* **Problem to work on**
Only the pictures are to be left out; set down the rest of the records exactly.

** Start Records shown **

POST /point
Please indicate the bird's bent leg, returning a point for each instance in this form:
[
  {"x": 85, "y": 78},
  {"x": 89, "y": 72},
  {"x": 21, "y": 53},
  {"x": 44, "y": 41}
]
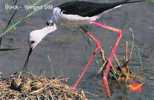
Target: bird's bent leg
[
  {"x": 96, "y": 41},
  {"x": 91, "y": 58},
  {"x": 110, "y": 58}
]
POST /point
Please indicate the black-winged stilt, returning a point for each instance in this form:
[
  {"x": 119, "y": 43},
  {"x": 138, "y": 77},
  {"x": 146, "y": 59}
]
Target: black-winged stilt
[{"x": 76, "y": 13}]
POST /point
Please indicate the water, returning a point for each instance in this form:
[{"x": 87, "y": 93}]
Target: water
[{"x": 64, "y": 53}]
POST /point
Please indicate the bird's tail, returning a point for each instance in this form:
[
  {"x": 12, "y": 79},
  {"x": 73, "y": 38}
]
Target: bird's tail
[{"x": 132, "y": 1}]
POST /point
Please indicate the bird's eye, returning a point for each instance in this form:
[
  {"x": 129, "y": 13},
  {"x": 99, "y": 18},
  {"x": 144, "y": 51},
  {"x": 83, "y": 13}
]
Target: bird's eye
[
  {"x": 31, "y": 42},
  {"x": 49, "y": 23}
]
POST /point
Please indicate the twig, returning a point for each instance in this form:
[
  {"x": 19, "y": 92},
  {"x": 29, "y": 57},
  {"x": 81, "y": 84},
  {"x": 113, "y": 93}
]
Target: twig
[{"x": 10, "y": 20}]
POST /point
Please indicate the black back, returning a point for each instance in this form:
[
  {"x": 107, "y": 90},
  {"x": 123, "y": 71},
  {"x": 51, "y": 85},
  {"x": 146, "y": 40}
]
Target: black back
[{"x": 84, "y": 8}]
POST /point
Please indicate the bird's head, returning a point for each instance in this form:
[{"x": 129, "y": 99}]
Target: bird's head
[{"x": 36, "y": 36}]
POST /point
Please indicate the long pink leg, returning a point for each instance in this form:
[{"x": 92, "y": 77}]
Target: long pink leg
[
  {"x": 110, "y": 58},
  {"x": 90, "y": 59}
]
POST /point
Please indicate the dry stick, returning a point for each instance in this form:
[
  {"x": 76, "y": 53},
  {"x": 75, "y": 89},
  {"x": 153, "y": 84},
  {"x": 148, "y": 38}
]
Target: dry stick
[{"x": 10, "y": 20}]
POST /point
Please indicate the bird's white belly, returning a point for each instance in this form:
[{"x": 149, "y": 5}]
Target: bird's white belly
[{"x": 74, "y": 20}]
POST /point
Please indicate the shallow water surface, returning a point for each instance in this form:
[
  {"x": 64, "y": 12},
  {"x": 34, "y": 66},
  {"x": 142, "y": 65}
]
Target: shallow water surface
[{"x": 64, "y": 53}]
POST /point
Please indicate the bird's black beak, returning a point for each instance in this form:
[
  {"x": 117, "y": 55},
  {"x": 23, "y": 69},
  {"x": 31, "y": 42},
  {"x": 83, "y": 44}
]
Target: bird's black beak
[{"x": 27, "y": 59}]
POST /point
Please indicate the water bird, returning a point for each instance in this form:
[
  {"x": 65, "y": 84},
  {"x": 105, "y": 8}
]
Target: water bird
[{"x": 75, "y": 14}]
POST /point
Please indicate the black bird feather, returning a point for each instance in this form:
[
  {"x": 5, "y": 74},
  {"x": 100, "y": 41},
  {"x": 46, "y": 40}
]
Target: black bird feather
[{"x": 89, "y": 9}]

** End Records shown **

* **Task response**
POST /point
Please indicate the bird's bent leg, returning a point for each instance in this form:
[
  {"x": 85, "y": 78},
  {"x": 89, "y": 72},
  {"x": 21, "y": 53},
  {"x": 44, "y": 41}
]
Target: bird's bent leg
[
  {"x": 96, "y": 41},
  {"x": 91, "y": 58},
  {"x": 110, "y": 58}
]
POST /point
Please indicate the black-winged stilt, returning a point for each instance in this form:
[
  {"x": 119, "y": 43},
  {"x": 138, "y": 77},
  {"x": 146, "y": 59}
]
Target: black-winged stilt
[{"x": 76, "y": 13}]
POST /point
Please indicate the water, returning a point for each instance in this form:
[{"x": 87, "y": 93}]
Target: water
[{"x": 64, "y": 53}]
POST /point
Please indicate the bird's tail, returning a point for each instance in this form:
[
  {"x": 12, "y": 79},
  {"x": 73, "y": 38}
]
Target: bird's tail
[{"x": 132, "y": 1}]
POST /point
Please indicate the bird's eye, returning a point for each instance in this form:
[
  {"x": 129, "y": 13},
  {"x": 99, "y": 18},
  {"x": 144, "y": 51},
  {"x": 83, "y": 13}
]
Target: bird's eye
[
  {"x": 31, "y": 42},
  {"x": 49, "y": 23}
]
POST /point
Please indicate the twig, returning a point for each instance in this form:
[
  {"x": 19, "y": 92},
  {"x": 29, "y": 57},
  {"x": 81, "y": 84},
  {"x": 113, "y": 93}
]
Target: twig
[{"x": 10, "y": 20}]
POST /point
Please indicate the black back, returning a point for each instance in this form:
[
  {"x": 107, "y": 90},
  {"x": 123, "y": 71},
  {"x": 51, "y": 85},
  {"x": 146, "y": 40}
]
Target: black back
[{"x": 84, "y": 8}]
POST /point
Please indicate the bird's head, returning a point for each instance in this form:
[{"x": 129, "y": 99}]
Target: bird's head
[{"x": 36, "y": 36}]
POST /point
Please indicate the long pink leg, returning a point for each instance in this form:
[{"x": 92, "y": 77}]
Target: long pink leg
[
  {"x": 110, "y": 58},
  {"x": 90, "y": 59}
]
POST /point
Please indicate the dry stick, returning a point for each instance in this form:
[
  {"x": 76, "y": 53},
  {"x": 75, "y": 89},
  {"x": 153, "y": 84},
  {"x": 148, "y": 38}
]
Target: dry stick
[{"x": 10, "y": 20}]
POST /point
Please indicate the bird's white belly, returning a point for each instance in this form:
[{"x": 149, "y": 5}]
Target: bird's white belly
[{"x": 74, "y": 20}]
POST /point
Please indicate the shallow water surface, returning a point for each instance in this form:
[
  {"x": 64, "y": 12},
  {"x": 34, "y": 66},
  {"x": 142, "y": 65}
]
Target: shallow water surface
[{"x": 64, "y": 53}]
POST /point
Please indicate the bird's black beak, returning a point for each instance in this form:
[
  {"x": 117, "y": 55},
  {"x": 23, "y": 69},
  {"x": 31, "y": 42},
  {"x": 83, "y": 44}
]
Target: bird's black beak
[{"x": 27, "y": 59}]
POST /point
Please indicate the water bird, returning a point for each instance in this form:
[
  {"x": 65, "y": 84},
  {"x": 105, "y": 8}
]
Target: water bird
[{"x": 75, "y": 14}]
POST /point
Please indicate the black bird feather, returning a point for each instance in this form:
[
  {"x": 5, "y": 74},
  {"x": 100, "y": 41},
  {"x": 46, "y": 40}
]
Target: black bird feather
[{"x": 89, "y": 9}]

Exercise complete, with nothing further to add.